Like Lubkin, Magee is widowed. She lost her beloved dog Bear one year, her husband Ken, to cancer, the next. They are “the ghosts of the place,” she told me. She still sometimes leaves the TV on in the living room when she goes to bed, imagining that Ken is out there, staying up late. She sometimes thinks she still hears Bear’s heavy breathing by her bed. It makes being alone inside a little more bearable, this feeling that they haven’t left her.
Like Lubkin, Magee’s very active. “I’m not used to just sitting,” she said.
She misses her yoga classes and biking. She misses her chiropractor and her grief group. She misses prepared food on the go — although the pandemic finally got her over the sad hump of avoiding cooking for one.

[TASKS TO CARRY OUT]:
A. Answer these from the passage about Magee:
(i) Whom did Magee lose the year before her husband Ken died?
(ii) What does she sometimes leave on in the living room when she goes to bed?
(iii) What did the pandemic finally get her over?
B. List every thing the passage about Magee says she misses.
C. Pick up the passage about Magee after its final sentence and continue it.
The entries that come next are separate material, unrelated to the passage about Magee.

[Stored items]:
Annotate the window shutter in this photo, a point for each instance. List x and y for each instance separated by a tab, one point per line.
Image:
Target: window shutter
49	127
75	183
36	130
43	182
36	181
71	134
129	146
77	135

[EXPECTED RESULTS]:
A.
(i) Her beloved dog, Bear.
(ii) The TV.
(iii) The sad hump of avoiding cooking for one.

B. Her yoga classes, biking, her chiropractor, her grief group, and prepared food on the go.

C.
But after a recent bout of pneumonia, she stays inside to keep herself and others safe. She joins meditation and yoga and reiki sessions online. She sits on the balcony and imagines the whoosh of traffic as ocean waves, rolling in and out. She tries to face the moment bravely, at peace.
I think that a lot of people don’t clearly see their elders because they equate advanced age with frailty. I don’t.
Neither does John Sullivan, even though, just shy of 90, he has problems with his legs and now has to use a cane.
Before the pandemic, though, he wouldn’t miss Tuesday trivia night at Sherman Oaks’ Robin Hood British Pub, where his team, the High Tops, regularly ranked high.
The team includes someone in his 20s and others in their 30s and 40s, who ace the pop culture of now. Sullivan aces the pop culture of yore. Being multigenerational is the team’s secret weapon. I think it’s essential to a healthy society.
For now, Sullivan, who has been on his own since his lost his wife, Gerda, five years ago, looks forward to weekly trivia nights with his friends on Zoom. He wonders if he’ll ever again get to experience the joy of huddling closely with his teammates in a crowded pub. I’d like to do what I can to stem the tide of this virus, to help him get back there, even if it’s not quite the same.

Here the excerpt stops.